▶ [WORK REQUIRED]: Copy the records below word for word, from their first line through the line containing "(1214, 786)", and include that line.

[Dataset rows]
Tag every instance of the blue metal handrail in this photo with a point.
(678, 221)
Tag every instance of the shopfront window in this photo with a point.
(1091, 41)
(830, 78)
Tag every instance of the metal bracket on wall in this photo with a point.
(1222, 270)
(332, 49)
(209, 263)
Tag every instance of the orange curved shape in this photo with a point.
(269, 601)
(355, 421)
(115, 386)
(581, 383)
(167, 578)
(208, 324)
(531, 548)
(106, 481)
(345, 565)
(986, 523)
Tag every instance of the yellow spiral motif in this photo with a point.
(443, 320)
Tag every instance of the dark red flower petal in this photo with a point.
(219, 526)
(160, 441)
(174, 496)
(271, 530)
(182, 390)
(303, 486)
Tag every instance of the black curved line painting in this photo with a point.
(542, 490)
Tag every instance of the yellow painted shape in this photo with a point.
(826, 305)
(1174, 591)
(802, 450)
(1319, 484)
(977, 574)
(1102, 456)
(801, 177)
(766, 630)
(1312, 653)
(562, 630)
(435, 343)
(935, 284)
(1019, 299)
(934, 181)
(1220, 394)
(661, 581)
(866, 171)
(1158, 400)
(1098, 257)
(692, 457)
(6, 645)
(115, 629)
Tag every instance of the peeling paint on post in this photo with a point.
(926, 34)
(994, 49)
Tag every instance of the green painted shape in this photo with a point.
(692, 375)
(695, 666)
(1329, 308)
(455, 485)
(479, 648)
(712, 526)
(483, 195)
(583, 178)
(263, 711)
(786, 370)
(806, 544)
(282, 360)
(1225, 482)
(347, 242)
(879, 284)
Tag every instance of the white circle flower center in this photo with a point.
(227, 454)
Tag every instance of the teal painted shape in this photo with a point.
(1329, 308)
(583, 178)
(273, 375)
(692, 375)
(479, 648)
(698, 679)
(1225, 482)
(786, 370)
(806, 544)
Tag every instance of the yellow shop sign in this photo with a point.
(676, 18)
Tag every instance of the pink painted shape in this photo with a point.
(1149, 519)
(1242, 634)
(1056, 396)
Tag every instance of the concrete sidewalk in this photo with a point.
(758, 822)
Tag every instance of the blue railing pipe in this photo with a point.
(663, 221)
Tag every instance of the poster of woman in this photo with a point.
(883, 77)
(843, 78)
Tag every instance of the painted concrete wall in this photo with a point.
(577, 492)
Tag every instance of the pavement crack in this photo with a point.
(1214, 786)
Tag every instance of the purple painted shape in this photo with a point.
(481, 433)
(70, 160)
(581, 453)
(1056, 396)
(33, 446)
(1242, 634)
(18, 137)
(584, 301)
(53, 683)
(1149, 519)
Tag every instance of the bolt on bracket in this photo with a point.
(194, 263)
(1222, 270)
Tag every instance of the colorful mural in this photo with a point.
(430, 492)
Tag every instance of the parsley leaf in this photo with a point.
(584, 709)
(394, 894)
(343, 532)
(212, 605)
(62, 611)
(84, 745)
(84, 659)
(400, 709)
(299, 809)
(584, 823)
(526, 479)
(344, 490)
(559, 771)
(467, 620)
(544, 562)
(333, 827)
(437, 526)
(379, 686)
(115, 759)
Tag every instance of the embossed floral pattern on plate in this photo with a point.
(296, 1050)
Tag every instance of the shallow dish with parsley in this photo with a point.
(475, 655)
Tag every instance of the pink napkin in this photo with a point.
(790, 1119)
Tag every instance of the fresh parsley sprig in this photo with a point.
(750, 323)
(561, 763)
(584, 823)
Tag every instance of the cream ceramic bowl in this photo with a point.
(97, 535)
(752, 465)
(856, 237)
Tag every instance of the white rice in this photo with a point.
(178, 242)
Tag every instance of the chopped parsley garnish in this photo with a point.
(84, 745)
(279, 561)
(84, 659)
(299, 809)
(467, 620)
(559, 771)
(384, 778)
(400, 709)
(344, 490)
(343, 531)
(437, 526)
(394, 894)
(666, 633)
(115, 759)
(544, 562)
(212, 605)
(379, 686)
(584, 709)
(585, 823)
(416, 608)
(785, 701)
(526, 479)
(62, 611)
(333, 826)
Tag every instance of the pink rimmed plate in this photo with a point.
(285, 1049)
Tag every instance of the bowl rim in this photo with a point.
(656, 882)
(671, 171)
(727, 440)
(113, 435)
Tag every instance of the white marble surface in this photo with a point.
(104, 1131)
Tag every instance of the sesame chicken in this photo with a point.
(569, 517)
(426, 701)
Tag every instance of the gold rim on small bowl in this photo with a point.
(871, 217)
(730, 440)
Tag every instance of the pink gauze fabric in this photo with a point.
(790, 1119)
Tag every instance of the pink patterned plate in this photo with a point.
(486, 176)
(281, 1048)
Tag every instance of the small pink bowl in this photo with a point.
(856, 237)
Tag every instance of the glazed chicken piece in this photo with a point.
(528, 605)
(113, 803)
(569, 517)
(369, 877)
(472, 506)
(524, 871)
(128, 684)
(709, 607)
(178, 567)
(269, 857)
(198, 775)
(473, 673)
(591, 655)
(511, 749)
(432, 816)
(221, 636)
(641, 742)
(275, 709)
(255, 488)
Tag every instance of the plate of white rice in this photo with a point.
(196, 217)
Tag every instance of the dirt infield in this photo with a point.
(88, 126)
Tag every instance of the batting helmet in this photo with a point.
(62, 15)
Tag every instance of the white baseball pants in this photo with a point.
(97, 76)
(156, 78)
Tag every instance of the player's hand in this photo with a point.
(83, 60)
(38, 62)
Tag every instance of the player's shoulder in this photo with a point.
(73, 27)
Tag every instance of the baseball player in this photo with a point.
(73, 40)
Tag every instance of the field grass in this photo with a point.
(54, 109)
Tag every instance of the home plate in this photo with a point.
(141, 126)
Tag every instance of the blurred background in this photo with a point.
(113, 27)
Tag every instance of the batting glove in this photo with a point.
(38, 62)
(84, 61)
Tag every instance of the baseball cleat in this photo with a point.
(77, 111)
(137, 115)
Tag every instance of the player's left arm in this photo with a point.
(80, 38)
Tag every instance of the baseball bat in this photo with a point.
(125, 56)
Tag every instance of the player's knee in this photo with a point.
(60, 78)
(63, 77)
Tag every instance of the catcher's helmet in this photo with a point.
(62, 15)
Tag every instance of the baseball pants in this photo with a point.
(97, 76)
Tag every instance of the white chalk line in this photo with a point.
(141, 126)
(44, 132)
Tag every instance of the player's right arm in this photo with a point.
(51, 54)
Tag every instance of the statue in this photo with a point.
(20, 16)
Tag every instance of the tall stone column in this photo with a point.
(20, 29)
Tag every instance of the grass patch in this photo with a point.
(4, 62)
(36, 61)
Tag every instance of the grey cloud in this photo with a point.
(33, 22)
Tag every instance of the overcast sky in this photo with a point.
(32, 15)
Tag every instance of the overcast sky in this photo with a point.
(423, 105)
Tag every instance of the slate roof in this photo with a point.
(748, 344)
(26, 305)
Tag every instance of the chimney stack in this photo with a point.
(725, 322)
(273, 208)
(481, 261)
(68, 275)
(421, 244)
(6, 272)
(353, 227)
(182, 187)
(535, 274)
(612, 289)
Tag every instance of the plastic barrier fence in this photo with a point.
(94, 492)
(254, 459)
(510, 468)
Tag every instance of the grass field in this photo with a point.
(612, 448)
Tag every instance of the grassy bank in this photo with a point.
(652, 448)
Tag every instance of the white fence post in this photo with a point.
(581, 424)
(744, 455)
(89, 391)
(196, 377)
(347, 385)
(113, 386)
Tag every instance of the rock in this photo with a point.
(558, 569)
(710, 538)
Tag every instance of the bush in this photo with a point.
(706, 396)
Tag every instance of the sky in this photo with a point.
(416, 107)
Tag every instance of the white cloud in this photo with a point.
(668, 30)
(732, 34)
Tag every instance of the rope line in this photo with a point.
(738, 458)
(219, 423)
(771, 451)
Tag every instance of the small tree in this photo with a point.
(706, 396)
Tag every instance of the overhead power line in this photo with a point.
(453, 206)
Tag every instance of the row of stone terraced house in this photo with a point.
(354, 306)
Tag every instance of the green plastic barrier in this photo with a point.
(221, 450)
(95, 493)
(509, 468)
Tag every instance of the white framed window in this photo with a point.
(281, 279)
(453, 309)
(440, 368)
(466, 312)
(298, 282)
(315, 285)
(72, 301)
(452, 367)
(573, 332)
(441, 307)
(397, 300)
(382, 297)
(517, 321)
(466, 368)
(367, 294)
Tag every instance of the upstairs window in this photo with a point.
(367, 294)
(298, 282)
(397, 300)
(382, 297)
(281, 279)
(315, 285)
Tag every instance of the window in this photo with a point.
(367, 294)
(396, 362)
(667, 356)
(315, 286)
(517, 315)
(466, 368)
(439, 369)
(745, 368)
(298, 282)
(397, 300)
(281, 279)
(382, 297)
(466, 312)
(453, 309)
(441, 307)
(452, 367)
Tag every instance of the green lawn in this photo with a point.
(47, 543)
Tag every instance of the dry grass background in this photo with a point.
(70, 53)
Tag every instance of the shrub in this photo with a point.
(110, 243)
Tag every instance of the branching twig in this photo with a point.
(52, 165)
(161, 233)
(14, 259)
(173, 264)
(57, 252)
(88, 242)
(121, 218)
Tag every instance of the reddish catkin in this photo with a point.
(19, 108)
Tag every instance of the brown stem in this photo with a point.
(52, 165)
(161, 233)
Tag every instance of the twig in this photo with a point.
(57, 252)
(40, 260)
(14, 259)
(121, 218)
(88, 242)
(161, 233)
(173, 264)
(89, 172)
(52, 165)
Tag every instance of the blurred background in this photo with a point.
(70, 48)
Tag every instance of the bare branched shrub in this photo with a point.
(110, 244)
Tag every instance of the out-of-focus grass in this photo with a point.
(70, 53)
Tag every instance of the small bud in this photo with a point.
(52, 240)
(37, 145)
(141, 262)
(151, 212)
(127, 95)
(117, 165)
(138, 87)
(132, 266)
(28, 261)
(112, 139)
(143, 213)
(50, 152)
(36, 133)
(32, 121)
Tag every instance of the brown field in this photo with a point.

▶ [WRITTEN SOLUTION]:
Tag every instance of the blue metal handrail in this photo with a point.
(678, 221)
Tag every instance of the shopfront window in this photo with a point.
(1091, 41)
(830, 78)
Tag every instance of the metal bracket on wall in this photo with a point.
(1222, 270)
(332, 49)
(209, 263)
Tag every instance of the orange curved shape in this photo with a point.
(269, 601)
(355, 421)
(115, 386)
(581, 383)
(167, 578)
(208, 324)
(531, 548)
(106, 481)
(345, 565)
(986, 523)
Tag every instance of the yellow spiral motif in this photo with a point.
(443, 320)
Tag every instance of the dark red flower petal in this photo with a point.
(219, 526)
(160, 441)
(174, 496)
(271, 530)
(182, 390)
(303, 486)
Tag every instance of the black curved line painting in this photo with a point.
(542, 490)
Tag every instance of the yellow painted shape in this photo with a point.
(826, 305)
(1174, 591)
(802, 450)
(1319, 484)
(977, 574)
(1102, 456)
(801, 177)
(766, 630)
(1312, 653)
(562, 630)
(435, 343)
(935, 284)
(1019, 299)
(934, 181)
(1220, 394)
(661, 581)
(866, 171)
(1158, 400)
(1098, 257)
(692, 457)
(6, 645)
(115, 629)
Tag every instance of the peeling paint on post in this photo with a point.
(926, 34)
(994, 49)
Tag every instance of the green painted shape in this photo with a point.
(692, 375)
(695, 666)
(1329, 308)
(455, 485)
(479, 648)
(712, 526)
(483, 195)
(583, 178)
(263, 711)
(786, 370)
(806, 544)
(282, 360)
(1225, 482)
(347, 242)
(879, 284)
Tag every instance of the white circle flower center in this photo with a point.
(227, 454)
Tag every instance of the teal painted shape in this photo with a point.
(1329, 308)
(583, 178)
(273, 375)
(692, 375)
(479, 648)
(698, 679)
(1225, 482)
(786, 370)
(806, 544)
Tag every instance of the yellow shop sign in this photo with a point.
(676, 18)
Tag every instance of the pink painted shape in this photo with a point.
(1149, 519)
(1242, 634)
(1056, 396)
Tag every instance of the concrete sidewalk in this photo with a point.
(758, 822)
Tag every instance of the blue railing pipe in this photo with a point.
(663, 221)
Tag every instance of the poster of woman in this photo with a point.
(883, 77)
(843, 78)
Tag every instance of the painted concrete wall in this photo with a point.
(577, 492)
Tag every instance of the pavement crack in this photo with a point.
(1214, 786)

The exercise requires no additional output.